-- START OF Supplied data --

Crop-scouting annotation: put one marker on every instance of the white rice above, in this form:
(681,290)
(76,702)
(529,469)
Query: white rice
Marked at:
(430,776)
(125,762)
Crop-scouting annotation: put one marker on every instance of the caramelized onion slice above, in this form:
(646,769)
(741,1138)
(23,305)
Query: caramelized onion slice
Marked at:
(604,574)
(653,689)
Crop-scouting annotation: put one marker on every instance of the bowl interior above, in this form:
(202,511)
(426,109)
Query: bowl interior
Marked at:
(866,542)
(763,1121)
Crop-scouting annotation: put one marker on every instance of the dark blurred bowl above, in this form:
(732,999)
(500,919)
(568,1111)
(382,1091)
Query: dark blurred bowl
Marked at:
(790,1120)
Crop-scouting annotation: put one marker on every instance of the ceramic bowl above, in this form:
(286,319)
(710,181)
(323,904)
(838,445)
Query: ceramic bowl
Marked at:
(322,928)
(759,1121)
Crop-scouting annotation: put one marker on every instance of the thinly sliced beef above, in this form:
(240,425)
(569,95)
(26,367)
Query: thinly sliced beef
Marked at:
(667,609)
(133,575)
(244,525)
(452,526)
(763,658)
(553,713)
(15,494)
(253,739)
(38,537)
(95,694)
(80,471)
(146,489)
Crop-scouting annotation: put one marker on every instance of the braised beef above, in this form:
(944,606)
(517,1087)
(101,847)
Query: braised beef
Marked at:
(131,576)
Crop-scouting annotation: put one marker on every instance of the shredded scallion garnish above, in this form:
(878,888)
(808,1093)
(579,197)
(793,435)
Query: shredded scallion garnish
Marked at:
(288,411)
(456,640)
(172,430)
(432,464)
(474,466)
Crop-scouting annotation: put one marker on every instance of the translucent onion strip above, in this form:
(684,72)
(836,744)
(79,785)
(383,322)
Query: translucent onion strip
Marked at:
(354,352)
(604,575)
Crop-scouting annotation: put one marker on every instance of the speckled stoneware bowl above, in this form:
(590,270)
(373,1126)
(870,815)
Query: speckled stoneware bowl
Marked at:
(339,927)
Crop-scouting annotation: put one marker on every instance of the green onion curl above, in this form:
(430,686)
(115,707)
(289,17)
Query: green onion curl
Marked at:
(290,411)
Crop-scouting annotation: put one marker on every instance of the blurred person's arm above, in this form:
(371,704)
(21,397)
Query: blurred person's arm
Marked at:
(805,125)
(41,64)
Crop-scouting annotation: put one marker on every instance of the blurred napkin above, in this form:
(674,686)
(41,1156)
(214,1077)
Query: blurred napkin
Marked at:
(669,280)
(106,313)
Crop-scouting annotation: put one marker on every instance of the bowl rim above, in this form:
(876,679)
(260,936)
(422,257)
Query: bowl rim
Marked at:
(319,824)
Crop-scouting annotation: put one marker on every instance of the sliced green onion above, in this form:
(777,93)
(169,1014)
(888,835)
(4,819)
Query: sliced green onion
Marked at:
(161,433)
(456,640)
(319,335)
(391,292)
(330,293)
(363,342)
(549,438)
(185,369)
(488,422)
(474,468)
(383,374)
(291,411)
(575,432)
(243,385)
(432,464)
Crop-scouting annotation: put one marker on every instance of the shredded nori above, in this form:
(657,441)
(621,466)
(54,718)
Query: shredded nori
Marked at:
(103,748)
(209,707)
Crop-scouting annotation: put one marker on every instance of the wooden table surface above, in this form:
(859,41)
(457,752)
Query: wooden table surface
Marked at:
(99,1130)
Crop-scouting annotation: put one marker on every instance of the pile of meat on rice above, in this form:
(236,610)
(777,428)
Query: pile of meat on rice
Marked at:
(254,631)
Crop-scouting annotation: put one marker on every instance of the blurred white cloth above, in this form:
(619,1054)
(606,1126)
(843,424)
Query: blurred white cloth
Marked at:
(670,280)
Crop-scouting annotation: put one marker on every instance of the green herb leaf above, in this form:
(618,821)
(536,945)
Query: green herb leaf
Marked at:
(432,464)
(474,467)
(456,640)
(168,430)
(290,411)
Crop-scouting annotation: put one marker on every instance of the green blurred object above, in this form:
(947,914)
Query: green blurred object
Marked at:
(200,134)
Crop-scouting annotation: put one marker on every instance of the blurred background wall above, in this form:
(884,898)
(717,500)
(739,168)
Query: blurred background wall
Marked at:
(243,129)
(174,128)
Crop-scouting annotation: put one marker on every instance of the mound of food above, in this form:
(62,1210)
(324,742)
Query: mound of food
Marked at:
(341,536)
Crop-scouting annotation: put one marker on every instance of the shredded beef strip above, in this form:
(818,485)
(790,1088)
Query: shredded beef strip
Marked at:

-- END OF Supplied data --

Copy out every one of the rows above verbatim, line by line, without altering a single character.

▶ **Exercise output**:
Crop-scouting annotation: put one marker on every instance of the white rice above, in this form:
(681,290)
(76,702)
(529,469)
Query: white rice
Marked at:
(430,776)
(125,762)
Crop-scouting annotation: put one marker on every instance of the caramelized onion slice above, in this form:
(646,769)
(741,1138)
(23,305)
Query: caramelized onion slice
Marked at:
(604,574)
(653,689)
Crop-scouting annotation: put one marker on every instance of the bowl interior above, in this form:
(202,511)
(426,109)
Query: bowl interior
Marked at:
(866,542)
(763,1121)
Crop-scouting annotation: put one marker on every instance of the dark blurred bowl above, in this form:
(732,999)
(500,919)
(568,1111)
(382,1091)
Query: dark blurred bowl
Marked at:
(790,1120)
Crop-scouting annotation: put one marker on every instance of the ceramic bowl above, in this form:
(286,319)
(710,181)
(323,904)
(838,445)
Query: ceramic bowl
Marked at:
(322,928)
(759,1121)
Crop-scouting annotation: put one marker on every instance of the thinly sliced beef above, in this form:
(240,425)
(569,95)
(26,367)
Query: thinly sliced beef
Marked at:
(667,609)
(133,575)
(244,525)
(452,526)
(763,658)
(553,713)
(15,494)
(253,739)
(38,537)
(95,694)
(80,471)
(146,489)
Crop-scouting annotation: put one marker on every instance of the braised beef above, in this form:
(944,606)
(517,1087)
(101,847)
Query: braised beef
Marked at:
(131,576)
Crop-scouting annotation: put one marker on every instance of the shredded scallion garnish above, in this form:
(878,888)
(808,1093)
(579,197)
(793,435)
Query: shredded scallion garnish
Marked at:
(288,411)
(456,640)
(172,430)
(432,464)
(474,466)
Crop-scouting annotation: put one marker on every instance of the translucent onion strip above, in this form:
(684,72)
(836,744)
(79,785)
(383,322)
Query: translucent onion strip
Marked at:
(354,352)
(604,575)
Crop-scouting annotation: put one marker on every instance of the speckled stoneware bowl above, in this form:
(590,270)
(373,1126)
(870,815)
Query: speckled stoneware bowl
Marked at:
(339,927)
Crop-scouting annotation: put one marker on every instance of the green onion curl above, in this form:
(430,686)
(115,707)
(289,17)
Query: green onion curl
Marked at:
(290,411)
Crop-scouting annotation: put one marker on every instance of the blurred person's arm above, in this form:
(371,704)
(21,397)
Query: blurred person's arm
Marked at:
(805,125)
(41,64)
Crop-scouting annotation: put one marker on every instance of the blurred napkin above, in this form:
(674,686)
(41,1156)
(214,1077)
Query: blurred napkin
Marked at:
(669,280)
(106,313)
Crop-scouting annotation: put one marker on every instance of the bowl rim above, in this form:
(876,679)
(260,936)
(422,257)
Query: bowl rim
Marked at:
(319,824)
Crop-scouting annotation: put one marker on every instance of the sliced green onion above, in this form:
(777,93)
(169,1014)
(888,835)
(4,819)
Query: sliced green onion
Marked at:
(161,433)
(456,640)
(319,335)
(391,292)
(330,293)
(363,342)
(549,438)
(185,369)
(488,422)
(474,468)
(383,374)
(291,411)
(575,432)
(243,385)
(432,464)
Crop-scouting annotation: put one marker on every instance of the shredded nori above, in this form:
(657,441)
(621,466)
(54,718)
Query: shredded nori
Marked at:
(103,748)
(209,707)
Crop-scouting annotation: put one marker on every instance of the wooden table surface above, in this form:
(859,41)
(457,752)
Query: wooden table surface
Marked at:
(99,1130)
Crop-scouting annotation: put one marker on every instance of the pile of meat on rice above, in this form:
(236,610)
(777,428)
Query: pile of meat on rice
Marked at:
(254,631)
Crop-scouting annotation: put one marker on every instance of the blurred white cloth above, in this form:
(619,1054)
(606,1126)
(843,424)
Query: blurred white cloth
Marked at:
(670,280)
Crop-scouting annotation: put one marker on every instance of the green herb leaf above, in this form:
(618,821)
(536,945)
Query: green herb leaf
Marked at:
(432,464)
(474,467)
(456,640)
(168,430)
(290,411)
Crop-scouting annotation: put one marker on every instance of the green blurred object above, in this form:
(947,914)
Query: green blurred object
Marked at:
(200,134)
Crop-scouting annotation: put one marker on every instance of the blurred background wall above, in this form:
(884,898)
(717,500)
(739,168)
Query: blurred background wall
Marked at:
(243,129)
(174,128)
Crop-scouting annotation: put one marker on every instance of the mound of food above, in this form:
(62,1210)
(324,742)
Query: mound of food
Marked at:
(341,536)
Crop-scouting annotation: put one marker on every instance of the shredded beef strip above, in this form:
(818,485)
(790,1088)
Query: shredded beef strip
Marked at:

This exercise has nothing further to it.